→ Document:
-----

### 🚀 Task 1: Load Dataset

In [None]:
import pandas as pd
import json

# Load the character dataset
characters_path = "characters.csv"
df_characters = pd.read_csv(characters_path)

# Display the character dataset
df_characters.head()

print("✅ Characters dataset loaded successfully!")

# Load the episode transcripts
trek_path = "trek.json"
with open(trek_path, "r", encoding="utf-8") as file:
    trek_transcripts = json.load(file)

# Display some transcripts
print("✅ Trek transcripts loaded successfully!")
print(json.dumps(trek_transcripts, indent=2)[:2000])  # Display first part of JSON


### 🚀 Task 2: Preprocessing the Text

In [None]:
import spacy
import re

# Load Spacy Model
nlp = spacy.load("en_core_web_sm")

# Preprocessing function
def preprocess_text(text):
    text = text.lower()  # Convert to lowercase
    text = re.sub(r"o'brien", "obrien", text)  # Remove apostrophe from O'Brien
    text = re.sub(r"t'pol", "tpol", text)  # Remove apostrophe from T'Pol
    text = re.sub(r"[^\w\s]", "", text)  # Remove punctuation & special characters
    doc = nlp(text)  # Tokenize & Lemmatize
    words = [token.lemma_ for token in doc if token.is_alpha]
    return words

# Apply preprocessing to all transcripts
processed_transcripts = {show: [preprocess_text(ep) for ep in episodes] for show, episodes in trek_transcripts.items()}

print("✅ Text preprocessing completed!")

-----

(Coordinate annotation records)
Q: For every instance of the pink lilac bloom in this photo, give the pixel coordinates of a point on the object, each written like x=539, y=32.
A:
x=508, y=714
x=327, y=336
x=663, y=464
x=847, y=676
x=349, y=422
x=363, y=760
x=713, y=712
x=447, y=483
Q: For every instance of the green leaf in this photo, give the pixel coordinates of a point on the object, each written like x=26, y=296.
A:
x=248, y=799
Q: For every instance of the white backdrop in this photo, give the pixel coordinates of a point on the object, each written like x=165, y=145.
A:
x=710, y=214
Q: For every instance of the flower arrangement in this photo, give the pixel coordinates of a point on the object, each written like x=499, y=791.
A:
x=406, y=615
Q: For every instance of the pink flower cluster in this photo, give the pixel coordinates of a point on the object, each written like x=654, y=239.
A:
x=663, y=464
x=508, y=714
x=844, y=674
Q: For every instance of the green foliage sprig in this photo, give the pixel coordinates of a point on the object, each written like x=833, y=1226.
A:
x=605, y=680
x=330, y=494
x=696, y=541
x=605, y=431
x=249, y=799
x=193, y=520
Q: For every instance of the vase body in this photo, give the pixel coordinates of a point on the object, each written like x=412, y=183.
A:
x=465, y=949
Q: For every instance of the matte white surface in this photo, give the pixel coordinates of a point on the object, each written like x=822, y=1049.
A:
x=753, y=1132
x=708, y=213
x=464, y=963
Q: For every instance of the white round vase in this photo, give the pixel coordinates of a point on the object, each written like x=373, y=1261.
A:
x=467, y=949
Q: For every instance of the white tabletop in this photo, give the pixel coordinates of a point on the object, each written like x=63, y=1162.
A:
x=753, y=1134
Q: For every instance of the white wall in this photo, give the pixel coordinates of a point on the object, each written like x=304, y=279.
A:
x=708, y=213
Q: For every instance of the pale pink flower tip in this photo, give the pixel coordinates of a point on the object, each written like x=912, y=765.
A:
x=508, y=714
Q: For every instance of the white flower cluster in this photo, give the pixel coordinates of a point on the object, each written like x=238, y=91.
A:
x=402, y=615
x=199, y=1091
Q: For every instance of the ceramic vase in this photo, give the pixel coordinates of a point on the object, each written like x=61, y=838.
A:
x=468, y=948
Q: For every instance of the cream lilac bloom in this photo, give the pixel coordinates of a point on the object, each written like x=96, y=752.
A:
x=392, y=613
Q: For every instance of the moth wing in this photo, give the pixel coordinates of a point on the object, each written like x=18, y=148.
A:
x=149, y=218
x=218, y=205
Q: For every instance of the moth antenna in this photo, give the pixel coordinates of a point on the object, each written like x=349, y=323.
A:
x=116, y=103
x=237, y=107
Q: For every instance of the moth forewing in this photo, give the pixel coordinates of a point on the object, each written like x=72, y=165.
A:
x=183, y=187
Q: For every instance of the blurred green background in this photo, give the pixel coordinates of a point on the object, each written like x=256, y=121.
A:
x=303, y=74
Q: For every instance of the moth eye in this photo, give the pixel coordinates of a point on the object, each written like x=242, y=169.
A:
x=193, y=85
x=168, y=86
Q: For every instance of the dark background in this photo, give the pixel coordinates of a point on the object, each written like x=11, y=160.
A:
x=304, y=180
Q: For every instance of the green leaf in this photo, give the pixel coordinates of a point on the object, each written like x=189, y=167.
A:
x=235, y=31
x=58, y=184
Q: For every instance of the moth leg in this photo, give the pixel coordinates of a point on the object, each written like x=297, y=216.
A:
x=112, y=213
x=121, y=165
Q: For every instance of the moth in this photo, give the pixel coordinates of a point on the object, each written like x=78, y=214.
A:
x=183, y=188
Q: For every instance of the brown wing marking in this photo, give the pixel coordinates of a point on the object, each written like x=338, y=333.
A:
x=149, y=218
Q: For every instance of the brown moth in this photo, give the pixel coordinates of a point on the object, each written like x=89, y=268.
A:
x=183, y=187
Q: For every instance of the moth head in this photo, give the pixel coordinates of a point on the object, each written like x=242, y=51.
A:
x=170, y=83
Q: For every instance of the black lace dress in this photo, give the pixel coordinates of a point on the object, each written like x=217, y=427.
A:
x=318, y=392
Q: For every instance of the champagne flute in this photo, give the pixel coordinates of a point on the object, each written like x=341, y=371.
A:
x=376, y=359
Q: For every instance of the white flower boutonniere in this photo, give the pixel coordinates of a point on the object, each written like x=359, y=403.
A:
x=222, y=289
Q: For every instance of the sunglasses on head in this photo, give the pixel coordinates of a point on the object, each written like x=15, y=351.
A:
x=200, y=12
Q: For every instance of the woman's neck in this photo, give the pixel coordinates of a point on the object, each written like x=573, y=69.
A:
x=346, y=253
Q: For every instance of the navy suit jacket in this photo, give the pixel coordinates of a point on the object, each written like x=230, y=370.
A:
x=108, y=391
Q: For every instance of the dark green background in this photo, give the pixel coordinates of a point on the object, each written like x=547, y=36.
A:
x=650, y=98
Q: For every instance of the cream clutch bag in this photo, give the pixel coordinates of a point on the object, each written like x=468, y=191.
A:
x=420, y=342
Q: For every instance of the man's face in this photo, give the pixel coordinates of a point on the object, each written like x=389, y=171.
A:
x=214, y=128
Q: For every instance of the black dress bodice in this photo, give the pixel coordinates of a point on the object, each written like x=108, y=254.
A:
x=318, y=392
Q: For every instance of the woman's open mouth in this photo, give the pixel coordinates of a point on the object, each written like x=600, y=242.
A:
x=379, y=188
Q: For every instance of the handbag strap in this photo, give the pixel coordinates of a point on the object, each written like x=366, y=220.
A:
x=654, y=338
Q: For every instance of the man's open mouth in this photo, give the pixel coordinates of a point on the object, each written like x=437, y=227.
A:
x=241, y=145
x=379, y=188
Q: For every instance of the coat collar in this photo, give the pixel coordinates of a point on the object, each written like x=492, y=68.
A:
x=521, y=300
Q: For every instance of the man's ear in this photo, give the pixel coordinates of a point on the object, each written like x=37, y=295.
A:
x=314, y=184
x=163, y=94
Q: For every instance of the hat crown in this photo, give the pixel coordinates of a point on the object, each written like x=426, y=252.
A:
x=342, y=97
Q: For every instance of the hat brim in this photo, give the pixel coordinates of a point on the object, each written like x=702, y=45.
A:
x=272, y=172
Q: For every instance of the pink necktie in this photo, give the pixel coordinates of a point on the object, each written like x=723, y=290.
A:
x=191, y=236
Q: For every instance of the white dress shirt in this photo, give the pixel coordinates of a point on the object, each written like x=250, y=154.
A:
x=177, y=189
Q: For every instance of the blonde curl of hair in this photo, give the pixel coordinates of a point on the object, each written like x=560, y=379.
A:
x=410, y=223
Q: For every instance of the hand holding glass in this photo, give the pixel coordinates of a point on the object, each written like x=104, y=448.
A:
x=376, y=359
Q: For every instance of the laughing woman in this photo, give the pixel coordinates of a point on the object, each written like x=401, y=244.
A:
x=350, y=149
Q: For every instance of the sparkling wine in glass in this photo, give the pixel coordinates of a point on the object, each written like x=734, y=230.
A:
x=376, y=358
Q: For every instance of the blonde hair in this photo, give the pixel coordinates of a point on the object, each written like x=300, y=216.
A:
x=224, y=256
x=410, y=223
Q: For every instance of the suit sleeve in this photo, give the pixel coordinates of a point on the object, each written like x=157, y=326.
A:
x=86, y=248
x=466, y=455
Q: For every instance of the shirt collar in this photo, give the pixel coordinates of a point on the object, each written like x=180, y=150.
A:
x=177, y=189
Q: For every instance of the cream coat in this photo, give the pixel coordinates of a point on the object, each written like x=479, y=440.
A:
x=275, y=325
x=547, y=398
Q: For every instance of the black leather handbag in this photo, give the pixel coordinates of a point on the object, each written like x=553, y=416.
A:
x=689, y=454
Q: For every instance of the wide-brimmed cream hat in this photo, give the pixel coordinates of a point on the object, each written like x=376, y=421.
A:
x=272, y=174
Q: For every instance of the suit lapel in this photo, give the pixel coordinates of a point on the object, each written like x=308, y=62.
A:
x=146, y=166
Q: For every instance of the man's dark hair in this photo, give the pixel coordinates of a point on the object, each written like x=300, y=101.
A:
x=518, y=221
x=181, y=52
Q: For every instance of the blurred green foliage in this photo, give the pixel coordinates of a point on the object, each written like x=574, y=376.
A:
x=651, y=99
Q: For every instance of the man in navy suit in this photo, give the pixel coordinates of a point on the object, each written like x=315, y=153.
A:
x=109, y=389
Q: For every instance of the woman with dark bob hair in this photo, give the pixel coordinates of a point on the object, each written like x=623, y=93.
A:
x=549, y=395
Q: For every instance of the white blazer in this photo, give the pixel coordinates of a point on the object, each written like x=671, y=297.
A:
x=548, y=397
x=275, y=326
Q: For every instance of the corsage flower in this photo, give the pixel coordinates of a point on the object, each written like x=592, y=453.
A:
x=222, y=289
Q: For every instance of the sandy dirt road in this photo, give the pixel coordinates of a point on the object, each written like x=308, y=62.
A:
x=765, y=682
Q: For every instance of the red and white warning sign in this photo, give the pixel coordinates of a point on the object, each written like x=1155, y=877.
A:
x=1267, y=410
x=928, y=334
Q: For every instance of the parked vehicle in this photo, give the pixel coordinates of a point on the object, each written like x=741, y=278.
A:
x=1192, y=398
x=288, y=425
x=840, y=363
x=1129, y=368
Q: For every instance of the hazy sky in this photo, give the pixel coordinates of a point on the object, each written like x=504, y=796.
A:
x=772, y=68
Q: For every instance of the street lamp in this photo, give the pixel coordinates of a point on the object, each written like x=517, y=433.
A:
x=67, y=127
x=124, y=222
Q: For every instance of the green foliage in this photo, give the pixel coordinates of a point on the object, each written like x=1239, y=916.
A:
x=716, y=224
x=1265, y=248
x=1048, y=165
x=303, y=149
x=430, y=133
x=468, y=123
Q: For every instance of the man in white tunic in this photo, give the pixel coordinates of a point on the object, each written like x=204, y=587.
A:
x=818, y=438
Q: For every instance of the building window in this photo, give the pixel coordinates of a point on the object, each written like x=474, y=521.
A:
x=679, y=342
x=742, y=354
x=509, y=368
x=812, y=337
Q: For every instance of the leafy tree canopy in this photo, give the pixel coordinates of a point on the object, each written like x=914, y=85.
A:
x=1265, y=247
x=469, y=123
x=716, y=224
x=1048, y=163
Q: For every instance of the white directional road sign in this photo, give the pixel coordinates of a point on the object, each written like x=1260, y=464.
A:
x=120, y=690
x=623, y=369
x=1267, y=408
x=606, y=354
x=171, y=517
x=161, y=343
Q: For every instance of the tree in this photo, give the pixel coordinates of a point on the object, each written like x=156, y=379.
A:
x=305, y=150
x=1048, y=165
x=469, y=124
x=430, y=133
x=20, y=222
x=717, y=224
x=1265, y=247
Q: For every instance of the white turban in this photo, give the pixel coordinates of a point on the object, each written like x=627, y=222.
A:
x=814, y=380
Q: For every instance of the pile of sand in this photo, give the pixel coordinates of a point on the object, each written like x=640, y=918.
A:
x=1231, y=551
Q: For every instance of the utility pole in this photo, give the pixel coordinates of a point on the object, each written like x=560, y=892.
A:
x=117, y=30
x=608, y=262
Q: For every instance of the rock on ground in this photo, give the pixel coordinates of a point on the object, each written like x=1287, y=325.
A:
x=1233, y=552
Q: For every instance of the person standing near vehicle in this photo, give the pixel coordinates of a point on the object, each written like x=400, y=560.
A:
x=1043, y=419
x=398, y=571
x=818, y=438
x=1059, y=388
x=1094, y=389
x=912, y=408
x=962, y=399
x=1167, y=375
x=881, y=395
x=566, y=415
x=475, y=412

-----

→ Short task 1: Reproduce the stretch of the Star Trek transcript notebook from "### 🚀 Task 1: Load" through "df_characters = pd.read_csv(characters_path)".
→ Short task 2: In the Star Trek transcript notebook, explain what the [:2000] slice in the last print statement of Task 1 accomplishes.
→ Short task 3: Carry the Star Trek transcript notebook forward from the point at which it stops.
The records are separate material, distinct from the Star Trek transcript notebook.

→ Exercise response 1:
### 🚀 Task 1: Load Dataset

In [None]:
import pandas as pd
import json

# Load the character dataset
characters_path = "characters.csv"
df_characters = pd.read_csv(characters_path)

→ Exercise response 2: The slice limits the printed output to the first 2,000 characters of the indented JSON string. As the accompanying comment states, this displays only the first part of the JSON rather than the entire transcript data.

→ Exercise response 3:
### 🚀 Task 3: Train Two Word2Vec Models

In [None]:
from gensim.models import Word2Vec

# Flatten transcripts into a list of sentences
all_sentences = [sentence for episodes in processed_transcripts.values() for episode in episodes for sentence in episode]

# Train Word2Vec with window size = 2
w2v_model_2 = Word2Vec(sentences=all_sentences, vector_size=300, window=2, min_count=1, workers=4)

# Train Word2Vec with window size = 10
w2v_model_10 = Word2Vec(sentences=all_sentences, vector_size=300, window=10, min_count=1, workers=4)

print("✅ Two Word2Vec models trained successfully!")


### 🚀 Task 4: Compute Cosine Similarities for Characters

In [None]:
from gensim.models import KeyedVectors
from scipy.spatial.distance import cosine
import numpy as np

# Extract character names
character_names = df_characters["name"].str.lower().tolist()

# Function to compute cosine similarity matrix
def compute_similarity_matrix(model, character_list):
    matrix = np.zeros((len(character_list), len(character_list)))
    
    for i, char1 in enumerate(character_list):
        for j, char2 in enumerate(character_list):
            if char1 in model.wv and char2 in model.wv:
                matrix[i, j] = 1 - cosine(model.wv[char1], model.wv[char2])  # Cosine similarity
            else:
                matrix[i, j] = 0  # If character is missing, similarity = 0
    
    return matrix

# Compute similarity matrices for both models
similarity_matrix_2 = compute_similarity_matrix(w2v_model_2, character_names)
similarity_matrix_10 = compute_similarity_matrix(w2v_model_10, character_names)

# Convert to DataFrames
df_similarity_2 = pd.DataFrame(similarity_matrix_2, index=character_names, columns=character_names)
df_similarity_10 = pd.DataFrame(similarity_matrix_10, index=character_names, columns=character_names)

df_similarity_2.head()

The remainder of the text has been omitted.